Rewrite the lines below as a numbered list, leaving out blank lines, starting from the line containing "For the benchmark, indicate the printed" up to and including the line containing "point(420, 163)".

--- Begin Excerpted data ---

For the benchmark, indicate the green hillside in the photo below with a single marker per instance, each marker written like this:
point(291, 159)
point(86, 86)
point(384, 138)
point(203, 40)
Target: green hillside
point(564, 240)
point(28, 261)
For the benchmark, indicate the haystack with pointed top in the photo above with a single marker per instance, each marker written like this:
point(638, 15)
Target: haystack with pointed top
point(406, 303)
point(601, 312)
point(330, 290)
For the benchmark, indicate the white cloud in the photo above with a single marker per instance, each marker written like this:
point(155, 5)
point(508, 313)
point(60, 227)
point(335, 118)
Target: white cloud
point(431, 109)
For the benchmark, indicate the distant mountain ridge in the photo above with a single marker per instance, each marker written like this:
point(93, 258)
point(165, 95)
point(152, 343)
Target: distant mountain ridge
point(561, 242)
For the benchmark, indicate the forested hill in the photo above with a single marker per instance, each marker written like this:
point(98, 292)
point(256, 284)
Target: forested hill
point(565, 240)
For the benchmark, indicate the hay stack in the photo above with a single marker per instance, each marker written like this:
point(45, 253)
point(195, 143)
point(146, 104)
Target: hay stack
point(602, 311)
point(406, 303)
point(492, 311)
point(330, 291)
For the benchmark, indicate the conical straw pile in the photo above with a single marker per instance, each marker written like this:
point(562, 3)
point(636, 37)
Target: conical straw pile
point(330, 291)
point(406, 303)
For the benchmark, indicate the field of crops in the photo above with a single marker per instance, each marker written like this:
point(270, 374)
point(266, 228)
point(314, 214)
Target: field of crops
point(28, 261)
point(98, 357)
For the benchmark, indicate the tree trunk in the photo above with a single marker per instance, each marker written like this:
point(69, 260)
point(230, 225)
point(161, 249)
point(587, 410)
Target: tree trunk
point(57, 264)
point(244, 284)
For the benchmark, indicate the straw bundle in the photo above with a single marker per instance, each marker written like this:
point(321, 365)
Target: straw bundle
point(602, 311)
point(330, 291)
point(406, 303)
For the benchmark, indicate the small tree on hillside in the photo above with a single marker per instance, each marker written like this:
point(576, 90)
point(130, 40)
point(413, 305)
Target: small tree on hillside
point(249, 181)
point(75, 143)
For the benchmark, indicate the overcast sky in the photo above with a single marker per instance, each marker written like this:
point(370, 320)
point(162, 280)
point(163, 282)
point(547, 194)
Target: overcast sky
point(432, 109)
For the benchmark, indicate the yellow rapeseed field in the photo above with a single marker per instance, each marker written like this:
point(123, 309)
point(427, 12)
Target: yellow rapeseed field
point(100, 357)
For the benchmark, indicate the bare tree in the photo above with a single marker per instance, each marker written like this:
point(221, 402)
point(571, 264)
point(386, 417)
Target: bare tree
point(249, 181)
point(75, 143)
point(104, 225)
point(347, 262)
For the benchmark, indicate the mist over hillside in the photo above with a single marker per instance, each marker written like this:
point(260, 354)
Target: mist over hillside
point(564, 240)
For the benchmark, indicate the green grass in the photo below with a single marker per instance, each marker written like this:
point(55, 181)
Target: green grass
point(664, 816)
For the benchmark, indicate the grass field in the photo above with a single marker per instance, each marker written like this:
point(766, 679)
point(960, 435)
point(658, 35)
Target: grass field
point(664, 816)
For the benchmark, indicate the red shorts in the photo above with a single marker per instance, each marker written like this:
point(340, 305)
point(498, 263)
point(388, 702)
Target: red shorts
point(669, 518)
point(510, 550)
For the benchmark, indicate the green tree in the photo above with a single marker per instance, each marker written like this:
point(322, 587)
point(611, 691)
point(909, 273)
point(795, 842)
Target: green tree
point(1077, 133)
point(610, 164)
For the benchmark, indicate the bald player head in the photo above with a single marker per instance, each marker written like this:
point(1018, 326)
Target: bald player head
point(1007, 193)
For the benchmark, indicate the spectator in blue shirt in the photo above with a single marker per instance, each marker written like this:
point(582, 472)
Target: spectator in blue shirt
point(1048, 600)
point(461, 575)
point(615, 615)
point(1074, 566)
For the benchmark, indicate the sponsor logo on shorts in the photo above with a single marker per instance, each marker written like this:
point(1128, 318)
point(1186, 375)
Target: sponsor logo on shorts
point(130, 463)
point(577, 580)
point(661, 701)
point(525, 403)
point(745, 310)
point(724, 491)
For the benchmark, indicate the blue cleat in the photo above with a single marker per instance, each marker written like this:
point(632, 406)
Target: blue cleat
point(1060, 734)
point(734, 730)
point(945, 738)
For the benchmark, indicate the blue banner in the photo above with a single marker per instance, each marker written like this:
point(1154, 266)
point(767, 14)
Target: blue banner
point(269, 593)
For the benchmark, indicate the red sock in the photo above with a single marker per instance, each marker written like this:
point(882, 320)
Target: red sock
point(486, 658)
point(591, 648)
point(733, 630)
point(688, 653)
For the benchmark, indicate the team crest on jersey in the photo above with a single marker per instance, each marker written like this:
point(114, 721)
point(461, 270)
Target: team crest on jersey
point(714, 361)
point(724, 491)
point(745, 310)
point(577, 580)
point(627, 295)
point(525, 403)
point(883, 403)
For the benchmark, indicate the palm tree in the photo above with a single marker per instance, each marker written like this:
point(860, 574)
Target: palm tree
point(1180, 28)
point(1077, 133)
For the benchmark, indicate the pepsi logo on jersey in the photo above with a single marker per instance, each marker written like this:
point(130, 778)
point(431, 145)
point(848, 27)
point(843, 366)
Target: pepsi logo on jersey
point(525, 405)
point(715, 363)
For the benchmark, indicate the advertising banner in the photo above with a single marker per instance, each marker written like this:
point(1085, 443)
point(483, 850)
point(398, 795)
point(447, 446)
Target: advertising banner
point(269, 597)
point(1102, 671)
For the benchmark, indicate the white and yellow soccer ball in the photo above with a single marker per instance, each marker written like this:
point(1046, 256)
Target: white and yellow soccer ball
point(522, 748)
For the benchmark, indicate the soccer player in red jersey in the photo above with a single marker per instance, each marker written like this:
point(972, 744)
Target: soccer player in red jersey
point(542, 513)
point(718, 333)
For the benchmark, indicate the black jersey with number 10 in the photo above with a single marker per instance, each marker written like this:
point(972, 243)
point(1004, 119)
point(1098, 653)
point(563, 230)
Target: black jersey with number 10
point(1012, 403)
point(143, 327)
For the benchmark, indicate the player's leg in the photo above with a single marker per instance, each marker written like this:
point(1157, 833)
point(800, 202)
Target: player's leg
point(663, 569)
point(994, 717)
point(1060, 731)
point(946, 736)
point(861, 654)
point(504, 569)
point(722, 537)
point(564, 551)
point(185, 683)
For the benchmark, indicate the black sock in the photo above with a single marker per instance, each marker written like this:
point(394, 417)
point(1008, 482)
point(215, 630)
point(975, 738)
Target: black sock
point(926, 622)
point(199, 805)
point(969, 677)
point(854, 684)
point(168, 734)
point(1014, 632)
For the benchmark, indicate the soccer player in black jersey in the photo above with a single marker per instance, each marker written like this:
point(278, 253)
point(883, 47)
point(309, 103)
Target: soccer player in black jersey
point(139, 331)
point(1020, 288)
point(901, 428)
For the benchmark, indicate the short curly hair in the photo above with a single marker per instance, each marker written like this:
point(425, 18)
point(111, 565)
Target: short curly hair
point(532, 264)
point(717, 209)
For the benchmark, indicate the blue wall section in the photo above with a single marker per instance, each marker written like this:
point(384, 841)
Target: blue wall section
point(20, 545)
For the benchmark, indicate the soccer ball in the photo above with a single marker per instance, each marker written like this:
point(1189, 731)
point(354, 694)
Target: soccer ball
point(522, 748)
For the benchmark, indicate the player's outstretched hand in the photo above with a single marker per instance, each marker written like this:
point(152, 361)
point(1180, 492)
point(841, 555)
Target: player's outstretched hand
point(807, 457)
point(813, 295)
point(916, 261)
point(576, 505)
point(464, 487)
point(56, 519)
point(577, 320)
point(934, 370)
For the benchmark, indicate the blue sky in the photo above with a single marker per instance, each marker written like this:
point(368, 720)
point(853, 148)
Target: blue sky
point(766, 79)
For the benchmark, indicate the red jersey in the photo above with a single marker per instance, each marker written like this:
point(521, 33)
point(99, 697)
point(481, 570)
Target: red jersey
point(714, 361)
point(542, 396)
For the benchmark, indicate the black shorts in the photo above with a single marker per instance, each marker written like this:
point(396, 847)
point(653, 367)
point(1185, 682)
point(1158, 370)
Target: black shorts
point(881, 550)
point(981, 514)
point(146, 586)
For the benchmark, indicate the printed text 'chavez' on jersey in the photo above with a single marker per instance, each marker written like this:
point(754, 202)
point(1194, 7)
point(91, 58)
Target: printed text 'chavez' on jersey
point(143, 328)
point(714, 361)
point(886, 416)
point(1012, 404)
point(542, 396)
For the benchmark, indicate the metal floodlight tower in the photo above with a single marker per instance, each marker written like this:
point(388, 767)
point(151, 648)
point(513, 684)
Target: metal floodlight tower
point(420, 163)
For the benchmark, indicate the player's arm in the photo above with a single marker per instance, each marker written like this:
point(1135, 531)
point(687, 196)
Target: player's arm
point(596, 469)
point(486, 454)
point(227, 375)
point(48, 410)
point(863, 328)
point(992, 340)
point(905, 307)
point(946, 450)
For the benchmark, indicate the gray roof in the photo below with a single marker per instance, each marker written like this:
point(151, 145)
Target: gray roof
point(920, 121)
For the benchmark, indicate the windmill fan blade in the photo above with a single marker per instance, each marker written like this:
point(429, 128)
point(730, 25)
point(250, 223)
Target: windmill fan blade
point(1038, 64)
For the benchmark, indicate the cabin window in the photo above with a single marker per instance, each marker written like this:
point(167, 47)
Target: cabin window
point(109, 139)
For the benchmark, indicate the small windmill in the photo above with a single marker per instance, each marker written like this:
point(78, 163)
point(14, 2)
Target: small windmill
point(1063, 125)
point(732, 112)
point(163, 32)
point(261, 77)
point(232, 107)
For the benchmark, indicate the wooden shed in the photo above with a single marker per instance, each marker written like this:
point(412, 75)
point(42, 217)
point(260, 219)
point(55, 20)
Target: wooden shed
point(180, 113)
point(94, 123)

--- End Excerpted data ---

Response below
1. For the benchmark, indicate the printed text 'chavez' on jersey in the photo above with a single marker per instance, each marker written like this:
2. point(754, 202)
3. point(1194, 7)
4. point(91, 58)
5. Target: printed text 'chavez' on jersey
6. point(143, 328)
7. point(714, 361)
8. point(886, 416)
9. point(1012, 404)
10. point(542, 396)
11. For the benchmark, indicate the metal floodlight tower in the photo above with a single marker per instance, each marker written like this:
12. point(388, 767)
13. point(151, 648)
14. point(513, 684)
15. Target: metal floodlight tower
16. point(420, 163)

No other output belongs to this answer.